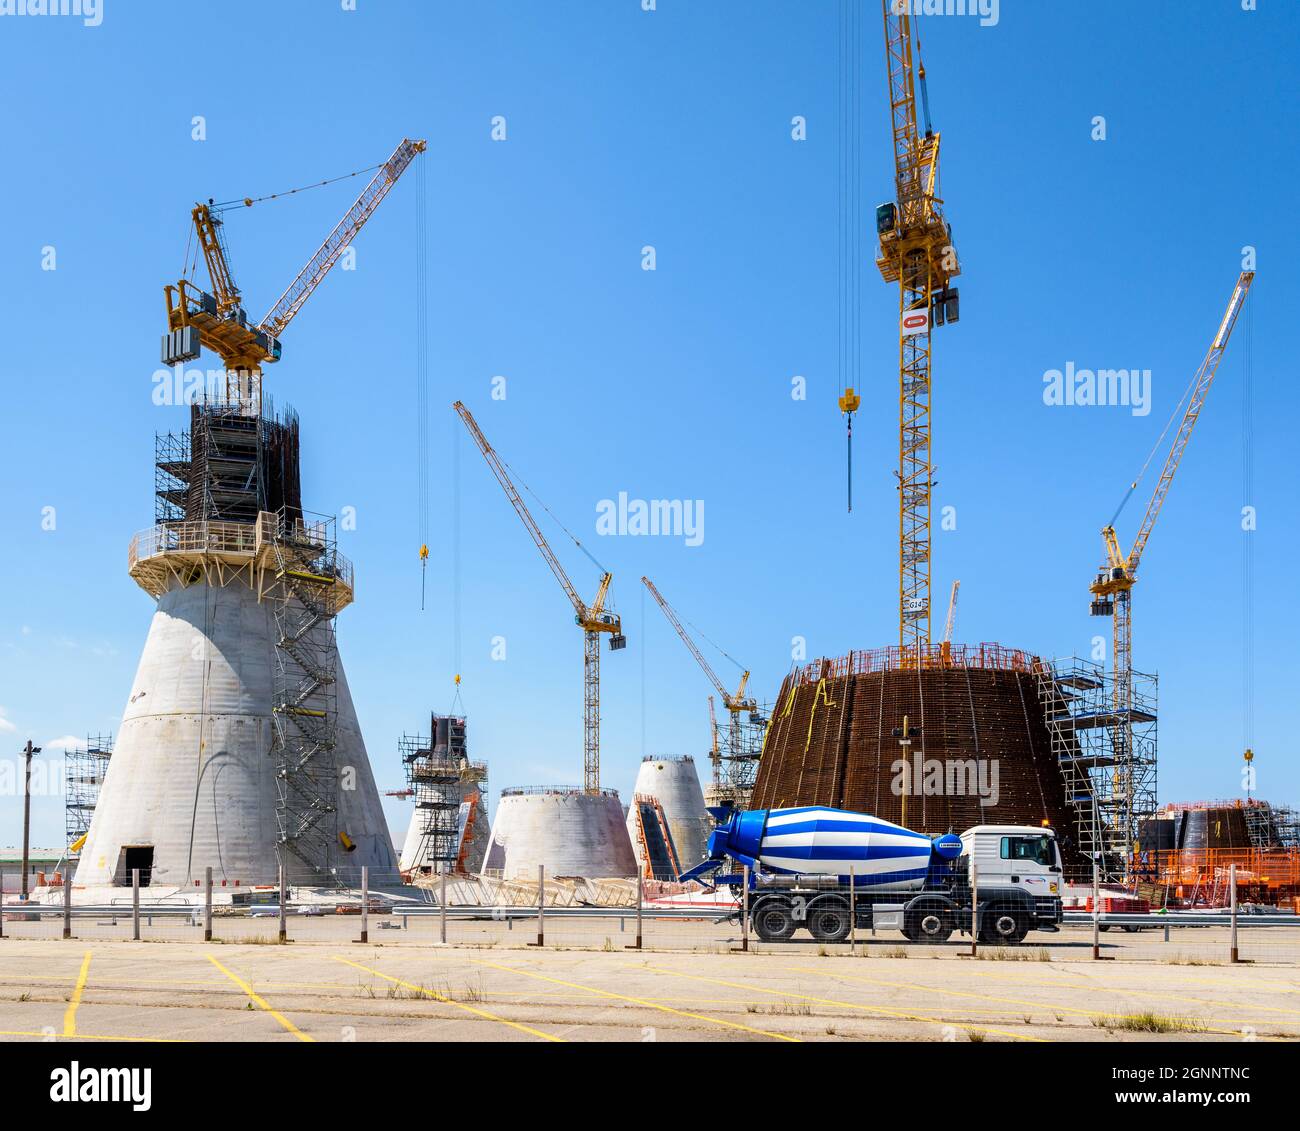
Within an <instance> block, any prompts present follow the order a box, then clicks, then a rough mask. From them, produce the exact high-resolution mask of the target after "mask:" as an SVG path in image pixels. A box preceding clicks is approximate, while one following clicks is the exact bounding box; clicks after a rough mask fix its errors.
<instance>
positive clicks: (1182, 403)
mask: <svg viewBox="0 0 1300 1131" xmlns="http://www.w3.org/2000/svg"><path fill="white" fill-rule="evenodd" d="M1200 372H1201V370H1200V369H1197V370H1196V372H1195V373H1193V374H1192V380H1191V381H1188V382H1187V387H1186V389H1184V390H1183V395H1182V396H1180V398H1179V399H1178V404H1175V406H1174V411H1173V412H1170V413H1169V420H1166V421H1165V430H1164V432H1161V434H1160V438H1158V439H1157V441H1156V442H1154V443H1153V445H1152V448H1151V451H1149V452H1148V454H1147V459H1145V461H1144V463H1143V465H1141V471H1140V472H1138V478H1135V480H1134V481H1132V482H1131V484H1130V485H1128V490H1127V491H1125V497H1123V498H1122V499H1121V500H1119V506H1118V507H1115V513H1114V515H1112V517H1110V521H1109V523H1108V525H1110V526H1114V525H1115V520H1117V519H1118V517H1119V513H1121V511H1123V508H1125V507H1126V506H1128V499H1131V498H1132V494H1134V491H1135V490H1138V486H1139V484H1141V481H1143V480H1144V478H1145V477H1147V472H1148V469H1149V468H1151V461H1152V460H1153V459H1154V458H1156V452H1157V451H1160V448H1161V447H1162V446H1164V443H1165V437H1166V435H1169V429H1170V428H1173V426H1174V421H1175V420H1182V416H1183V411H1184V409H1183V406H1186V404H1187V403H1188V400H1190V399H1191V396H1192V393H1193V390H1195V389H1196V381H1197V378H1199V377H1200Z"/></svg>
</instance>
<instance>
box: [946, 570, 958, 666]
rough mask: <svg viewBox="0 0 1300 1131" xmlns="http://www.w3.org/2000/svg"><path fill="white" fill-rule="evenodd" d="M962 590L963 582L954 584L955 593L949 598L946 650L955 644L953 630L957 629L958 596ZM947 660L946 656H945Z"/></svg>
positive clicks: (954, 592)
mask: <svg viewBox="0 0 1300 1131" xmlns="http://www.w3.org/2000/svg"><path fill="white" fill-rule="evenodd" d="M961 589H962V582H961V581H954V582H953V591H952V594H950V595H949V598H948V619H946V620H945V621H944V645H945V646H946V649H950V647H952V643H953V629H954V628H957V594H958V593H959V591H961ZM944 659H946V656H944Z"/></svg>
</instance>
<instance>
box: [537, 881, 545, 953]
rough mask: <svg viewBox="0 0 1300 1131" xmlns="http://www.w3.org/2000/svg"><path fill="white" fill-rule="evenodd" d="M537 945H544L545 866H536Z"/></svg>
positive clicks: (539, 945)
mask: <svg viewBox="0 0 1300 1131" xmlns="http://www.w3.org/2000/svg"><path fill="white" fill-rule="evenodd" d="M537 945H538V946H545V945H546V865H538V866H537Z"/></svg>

+===+

## PROBLEM DESCRIPTION
Only the lines from the start of the records above through the line containing "590L963 582L954 584L955" should be returned, exactly and with both ends, please; the pictures stay out.

## WRITTEN ANSWER
Within an <instance> block, any prompts present follow the order a box, then clicks, then a rough mask. From them, produce the exact high-resolution mask of the target after "mask:" as an SVG path in image pixels. A box preceding clicks is approximate, while one following clicks is the exact bounding box; clicks after a rough mask fix its errors.
<instance>
positive clicks: (1182, 403)
mask: <svg viewBox="0 0 1300 1131" xmlns="http://www.w3.org/2000/svg"><path fill="white" fill-rule="evenodd" d="M1200 372H1201V370H1200V369H1197V370H1196V372H1195V373H1193V374H1192V380H1191V381H1188V382H1187V387H1186V389H1184V390H1183V395H1182V396H1180V398H1179V399H1178V404H1175V406H1174V411H1173V412H1170V413H1169V420H1166V421H1165V430H1164V432H1161V434H1160V438H1158V439H1157V441H1156V442H1154V443H1153V445H1152V448H1151V451H1149V452H1148V454H1147V459H1145V461H1144V463H1143V465H1141V471H1140V472H1138V478H1135V480H1134V481H1132V482H1131V484H1130V485H1128V490H1127V491H1125V497H1123V498H1122V499H1121V500H1119V506H1118V507H1115V513H1114V515H1112V517H1110V521H1109V523H1108V525H1110V526H1114V525H1115V520H1117V519H1118V517H1119V513H1121V511H1123V508H1125V507H1126V506H1128V499H1131V498H1132V494H1134V491H1135V490H1138V486H1139V484H1141V481H1143V480H1144V478H1145V477H1147V472H1148V469H1149V468H1151V461H1152V460H1153V459H1154V458H1156V452H1157V451H1160V448H1161V447H1162V446H1164V443H1165V437H1166V435H1169V429H1170V428H1173V426H1174V421H1175V420H1182V416H1183V411H1184V409H1183V406H1186V404H1187V403H1188V400H1190V399H1191V396H1192V393H1193V390H1195V389H1196V381H1197V378H1199V377H1200Z"/></svg>
</instance>
<instance>
box: [946, 570, 958, 666]
rough mask: <svg viewBox="0 0 1300 1131" xmlns="http://www.w3.org/2000/svg"><path fill="white" fill-rule="evenodd" d="M962 590L963 582L954 584L955 593L949 598L946 650L955 644L953 630L957 629L958 596ZM947 660L946 656H945Z"/></svg>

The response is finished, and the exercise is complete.